=== TEXTE EXTRAIT ===
Les religieuses qui s’y essayaient devaient avoir de sacrées compétences en matière de chant !
L’héritage d’Hildegarde de Bingen est multiple : depuis les années 80, de nombreux centres dits « hildegardiens » ont vu le jour.
Ces instituts proposent de prendre soin de notre santé en suivant les principes de la religieuse : par les plantes, l’alimentation… mais aussi par la musique.
Voici deux liens qui proposent beaucoup d’adresses et de services, si cela vous intéresse :
https://saintehildegarde.com/activites/
https://www.annuairehildegarde.com/index.php/fr/
Une dernière anecdote pour finir : Hildegarde de Bingen ne s’est pas contentée de créer des remèdes, ou de composer de la musique.
Elle a aussi inventé une langue qui lui est propre et qui lui aurait été transmise dans une vision !
Il en reste un glossaire composé de 1 011 mots, et une de ses compositions est écrite dans cette lingua ignota (« langue inconnue »).
Décidément, Sainte Hildegarde n’a pas fini de nous surprendre !
Et vous, quel rôle joue la musique dans votre vie ? Que pensez-vous de la musique d’Hildegarde de Bingen ?
Avez-vous envie de l’écouter et d’en tirer tous les bienfaits thérapeutiques ?
J’ai hâte de lire vos commentaires sur la question !

=== EXTRAIT DES DONNÉES ===
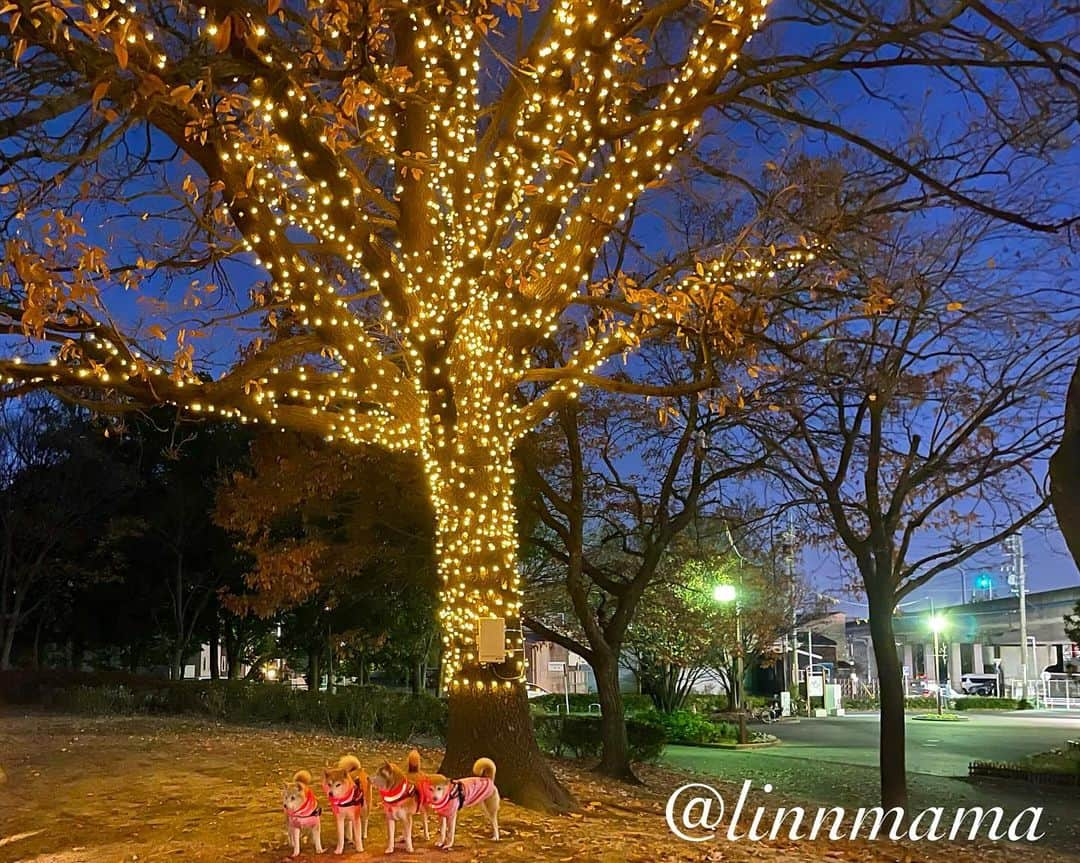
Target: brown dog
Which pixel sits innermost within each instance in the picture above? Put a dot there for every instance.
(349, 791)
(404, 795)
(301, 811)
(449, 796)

=== LA CONSIGNE ===
Prolongez le texte sur Hildegarde de Bingen en reprenant juste après sa dernière phrase.

=== RÉPONSE ===
Pour ceux qui sont abonnées depuis le début avec un renouvellement automatique sont-ils laissés pour compte? N’auraient-il pas droit pour le moins au numéro spécial consacré aux secrets de santé d’Hildegarde de Bingen version numérique.sans pour autan devoir faire l’aumône comme au moyen âge.
Prix de l abonnement ?
Passionnée depuis longtemps par hildegarde , pharmacien avec formation fleur de bach , huile essentielle et phytothérapie, je suis très heureuse qu enfin hildegarde de bingen sorte de l ombre !
Cette femme est mise à l’honneur dans un spectacle (lecture théâtralisée) qui se déroulera au château de Trazegnies (Hainaut-Belgique) le 14 mai prochain.L’affiche peut être obtenue sur demande à :
lecerclelethe@gmail.com.
Tout cela est très intéressant… Serait-il possible d’avoir des liens pour se procurer le coffret des huit CD regroupant l’œuvre d’Hildegarde ?
Merci d’avance.
Bonjour, je connais Sainte Hildegarde depuis longtemps et j’aime sa musique. Je ne souhaite pas m’abonner à la revue, même pour 3 mois. J’aimerais cependant avoir le n° sur Hildegarde. Peut-on l’acheter ? Cordialement.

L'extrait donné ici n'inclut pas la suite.